### TASK DETAILS
Can you render the data below as a numbered list, one line per item, with blank lines skipped and the pictures left out?

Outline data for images
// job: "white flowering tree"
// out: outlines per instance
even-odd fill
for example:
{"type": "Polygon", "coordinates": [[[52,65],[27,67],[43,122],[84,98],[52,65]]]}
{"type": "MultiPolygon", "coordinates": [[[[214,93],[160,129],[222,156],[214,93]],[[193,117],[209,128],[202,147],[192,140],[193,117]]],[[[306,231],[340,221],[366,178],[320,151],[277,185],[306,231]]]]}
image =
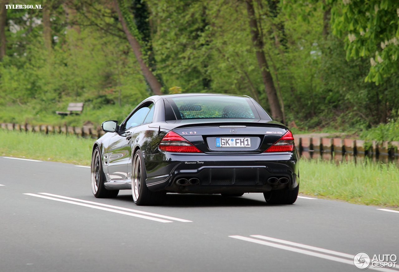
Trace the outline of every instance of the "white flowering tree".
{"type": "Polygon", "coordinates": [[[334,33],[347,34],[346,57],[369,58],[366,81],[377,85],[399,68],[399,1],[338,0],[332,10],[334,33]]]}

### SOLUTION
1. // job: "white flowering tree"
2. // out: outlines per instance
3. even-odd fill
4. for example:
5. {"type": "Polygon", "coordinates": [[[52,65],[27,67],[43,122],[84,98],[52,65]]]}
6. {"type": "MultiPolygon", "coordinates": [[[[214,93],[160,129],[222,156],[214,93]],[[193,117],[209,128],[202,147],[192,140],[193,117]]],[[[306,231],[340,221],[366,178],[320,151],[277,185],[306,231]]]]}
7. image =
8. Trace the outline of every instance of the "white flowering tree".
9. {"type": "Polygon", "coordinates": [[[334,33],[347,34],[346,57],[369,58],[366,81],[377,85],[399,68],[399,1],[338,0],[332,10],[334,33]]]}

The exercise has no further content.